Vorliegender Text
'''

In den 1930er und 1940er Jahren wurde Mexiko ein wichtiges Exilland für deutsche und österreichische Literaten und politische Publizisten, darunter viele Juden. Besonders bekannt wurde der deutschstämmige B. Traven, einer der Akteure der Münchner Räterepublik, der bereits etwa 1924 nach Mexiko emigrierte, dessen Identität aber erst viel später aufgedeckt wurde.[20] Kein moderner Autor hatte sich bis dahin so intensiv mit Mentalität, Kultur und Lebensbedingungen der Quiché-Maya auseinandergesetzt wie Traven.[21]

Mexiko bildete zwar hinsichtlich der Aufnahmezahl von etwa 1200 - 3000 Deutschsprachigen eines der Schlusslichter unter den Exilländern, war aber wegen der „hochkarätigen politischen und literarischen EmigrantInnen sowie wegen der von ihnen getragenen Verlage, Zeitschriften und Vereinigungen ein Exilzentrum von besonderer Bedeutung“.[22] Dies galt auch für die etwa 20.000 - 30.000 spanischen, katalanischen und baskischen Bürgerkriegsflüchtlinge und intellektuellen Verteidiger der spanischen Republik wie Max Aub („Campo cerrado“ 1943), Odó Hurtado i Martí mit seinen Büchern über das Barcelona der Vorkriegszeit, Pere Calders („Cròniques de la veritat oculta“ 1955), Manuel Altolaguirre, José Bergamín, der Werke von García Lorca und vielen anderen in dem von ihm gegründeten Verlag Séneca herausgab, Telésforo Monzón oder José Moreno Villa. Während der Fondo de Cultura Económica zum wichtigsten internationalen Sprachrohr der spanischen Exilanten wurde, zählte der Verlag El libro libre zu den wichtigsten deutschsprachigen Exilverlagen. Er gab Bücher von 25 im mexikanischen Exil lebenden deutschsprachigen heraus, so von Anna Seghers, Egon Erwin Kisch, Ludwig Renn und anderen. Viele davon wurden ins Spanische übersetzt.[23] Das Goethe-Institut von Mexiko-Stadt widmet sich auch heute noch der Pflege dieses Erbes. Der Einfluss der deutschen Emigranten auf die mexikanische Literatur blieb jedoch wegen ihrer kleinen Zahl und der Sprachbarriere extrem gering.[24]

In den 1950er bis 1980er Jahren gingen verschiedene Autoren aus lateinamerikanischen Diktaturen ins mexikanische Exil, so der guatemaltekische Erzähler Augusto Monterroso oder die kolumbianische Autorin und Aktivistin Laura Restrepo. Andere lateinamerikanische Autoren studierten in dieser Zeit an der in den 1950er Jahren errichteten Autonomen Universität von Mexiko in Coyoacán, die zeitweise die größte der Welt war, so z. B. der Panamese Enrique Jaramillo Levi. In den 1950er Jahren wanderten Paco Ignacio Taibo I und sein Sohn Paco Ingnacio Taibo II, die ihr Heimatland Spanien im Bürgerkrieg verlassen hatten, nach Mexiko aus. Endgültig nach Mexiko übersiedelte 2007 nach jahrelangem Aufenthalt auch der Kolumbianer Fernando Vallejo aus Medellín, der weiterhin über Themen seiner Heimatprovinz schreibt.

'''

Ihre Aufgaben
1. Übertragen Sie aus dem Text über das Exil in Mexiko den Satz „Das Goethe-Institut von Mexiko-Stadt widmet sich auch heute noch der Pflege dieses Erbes.“ ins Englische.
2. Setzen Sie den Text über das Exil in Mexiko im Anschluss an seinen letzten Satz fort.
Die anschließenden Zeilen sind eigenständiges Material und gehören nicht zum Text.

Quelldaten
'''

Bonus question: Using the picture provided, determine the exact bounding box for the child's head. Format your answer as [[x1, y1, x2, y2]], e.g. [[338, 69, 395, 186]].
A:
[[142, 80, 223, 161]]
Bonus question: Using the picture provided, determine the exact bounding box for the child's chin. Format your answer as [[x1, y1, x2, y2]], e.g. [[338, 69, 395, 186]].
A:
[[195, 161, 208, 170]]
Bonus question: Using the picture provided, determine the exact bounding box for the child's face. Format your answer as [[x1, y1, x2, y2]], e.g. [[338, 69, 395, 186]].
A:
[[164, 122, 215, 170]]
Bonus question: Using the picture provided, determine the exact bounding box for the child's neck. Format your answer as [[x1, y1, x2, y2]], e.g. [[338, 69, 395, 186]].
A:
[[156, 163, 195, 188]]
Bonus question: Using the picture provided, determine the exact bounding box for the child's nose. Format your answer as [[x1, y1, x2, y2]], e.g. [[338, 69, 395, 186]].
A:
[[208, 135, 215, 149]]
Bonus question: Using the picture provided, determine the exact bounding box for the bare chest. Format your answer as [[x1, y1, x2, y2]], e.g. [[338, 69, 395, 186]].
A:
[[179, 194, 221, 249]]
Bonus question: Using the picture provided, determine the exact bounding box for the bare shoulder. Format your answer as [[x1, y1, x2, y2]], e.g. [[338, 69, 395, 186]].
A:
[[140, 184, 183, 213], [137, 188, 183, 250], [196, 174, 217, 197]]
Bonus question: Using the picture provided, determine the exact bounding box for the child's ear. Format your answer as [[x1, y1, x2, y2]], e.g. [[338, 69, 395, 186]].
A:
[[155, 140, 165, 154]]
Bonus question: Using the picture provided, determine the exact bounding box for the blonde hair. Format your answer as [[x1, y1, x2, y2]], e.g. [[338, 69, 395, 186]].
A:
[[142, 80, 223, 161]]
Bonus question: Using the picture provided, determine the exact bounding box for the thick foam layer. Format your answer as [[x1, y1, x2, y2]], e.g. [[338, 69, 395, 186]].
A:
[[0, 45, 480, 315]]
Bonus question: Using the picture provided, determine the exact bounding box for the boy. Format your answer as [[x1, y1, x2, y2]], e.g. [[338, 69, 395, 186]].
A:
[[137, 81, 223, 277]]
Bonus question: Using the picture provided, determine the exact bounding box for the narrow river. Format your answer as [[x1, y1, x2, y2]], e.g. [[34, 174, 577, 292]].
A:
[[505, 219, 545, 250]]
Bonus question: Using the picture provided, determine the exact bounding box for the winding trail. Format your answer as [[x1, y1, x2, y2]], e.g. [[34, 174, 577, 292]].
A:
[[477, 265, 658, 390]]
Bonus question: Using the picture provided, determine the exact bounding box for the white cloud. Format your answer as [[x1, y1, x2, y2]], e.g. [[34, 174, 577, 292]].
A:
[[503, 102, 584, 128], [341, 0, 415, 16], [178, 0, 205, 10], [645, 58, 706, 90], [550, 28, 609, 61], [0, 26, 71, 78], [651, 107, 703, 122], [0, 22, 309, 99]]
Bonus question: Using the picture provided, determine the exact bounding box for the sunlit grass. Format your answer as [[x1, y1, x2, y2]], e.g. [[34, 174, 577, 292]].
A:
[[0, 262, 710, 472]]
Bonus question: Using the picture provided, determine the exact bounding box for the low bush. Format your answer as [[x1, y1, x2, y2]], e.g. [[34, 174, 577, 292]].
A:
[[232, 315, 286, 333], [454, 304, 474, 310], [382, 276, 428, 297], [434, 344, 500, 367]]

'''

Lösungen
1. The Goethe-Institut in Mexico City is still devoted to preserving this heritage today.

2.
Die Nachkriegsgeneration

Eine Reihe von um 1914–1925 geborenen Autoren prägen das Bild der mexikanischen Literatur bis heute. Ihr Schaffen fällt zu größten Teil in die Zeit von 1950 bis 1975 (Generación de los 50). In vielen ihrer Werke drückt sich die Enttäuschung über die institutionalisierte Revolution aus, insbesondere nach dem Massaker von Tlatelolco 1968. Seit den 1950er Jahren treten in der mexikanischen Literatur auch die Frauen deutlicher hervor; ihre Themenwahl unterscheidet sich signifikant von der der männlichen Autoren, für die eben die Männlichkeit ein Dauerthema darstellt.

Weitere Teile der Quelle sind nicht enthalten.